## TASK REQUIREMENTS
[1] List every place the blog post about the London Free Press says the writer follows Eric Margolis online.
[2] Write a continuation of the blog post about the London Free Press and Quebecor, beginning right after its last sentence.

[begin GIVEN PASSAGE]

Thursday, 16 December 2010

A London view

Butch (The Beast) McLarty, a London blogger, shares his opinion of  Eric Margolis, the London Free Press and Quebecor: 

I always enjoyed reading Eric Margolis - I now read me him online at his website and follow him on Facebook and Twitter - because:

1. He is a well-informed and to-the-point veteran of international affairs. He doesn't mince words.

2. He doesn't toe any particular party line. Agree or disagree - and I usually agree with him -  you know you're dealing with an honest point of view based on years of field experience.

As a resident of London, Ontario, I can attest to the deterioration of the London Free Press during Quebecor's ownership.

For several generations, the London Free Press was a strong and proud voice for Southwestern Ontario under the Blackburns.

When Sun Media bought the Free Press in 1997, it appeared this fine tradition would continue when London-born Big John Paton was publisher.

But the bottom dropped out when Quebecor bought Sun Media shortly thereafter. It was a lousy turn of fate.

And it's not that the remaining staff at the Free Press are incompetent or lazy. There's simply been far too many cutbacks in staff for them to provide proper coverage while they receive their marching orders from out-of-town bean counters.

As a result, circulation continues to plummet and staff morale is at an all-time low.

Further, there's far less diversity in opinion columns with fewer local, regional, national and international voices.

Even the quality of editorial cartoons is in the toilet.

At one time, the Free Press provided editorial opportunities for talented, up-and-coming local writers to get published in a daily newspaper.

[end GIVEN PASSAGE]
[begin SOURCE DATA]

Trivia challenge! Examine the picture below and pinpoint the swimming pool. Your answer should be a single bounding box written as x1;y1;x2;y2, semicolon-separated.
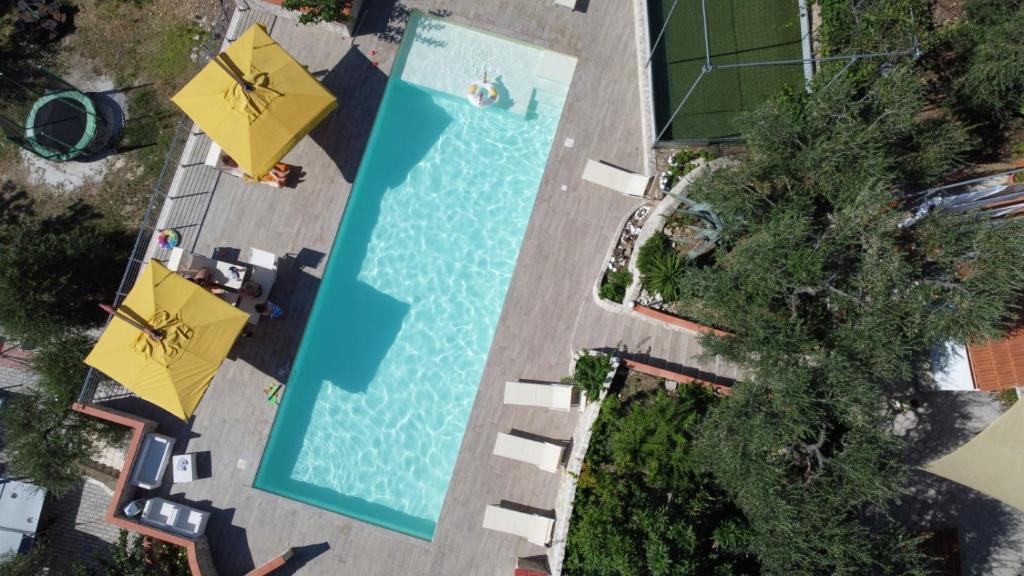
254;13;575;540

[end SOURCE DATA]

## RESULTS OF THE TASKS
[1] His website, Facebook, Twitter

[2]
Not anymore as Peladeau's Quebecor throws nickels around like manhole covers, notwithstanding the fact that advertising revenue at the Freeps remains high.

It's a significant loss to readers, aspiring journalists and the country itself.

This sad situation is mitigated somewhat by online opportunities, but there is no substitute for a vibrant print edition of a local newspaper.

Currently, I can read the print edition of the London Free Press in a few minutes, including the once comprehensive Saturday edition.

It's little wonder that former LFP editor-in-chief Paul Berton made the jump to the Hamilton Spectator several months ago.


  1. This sums things up at many corporately-owned newspapers. And philosophies won't change as long as ad revenue continues to pour in.

    The newspaper conglomerates monopolize many markets. With no competition, they are free to slash expenditures and stick it to the advertiser. This situation has bred complacency in management. Managers actually believe they are doing great because the profit margins are high. All that matters is the bottom line, not the quality of the product being produced.

    Unfortunately, it is difficult for a standard-conscious independent to compete against a corporately-owned newspaper. The corporately-owned newspaper gets the national ads (which are sold at reduced rates to the corporate group), it slashes prices on local advertising rates to undercut the competition, and the advertiser is happy to pays less.

    Ultimately, it is up to advertisers to change corporate philosophy. They can do so by taking their business elsewhere.

  2. Nice summation. Pretty well says it all.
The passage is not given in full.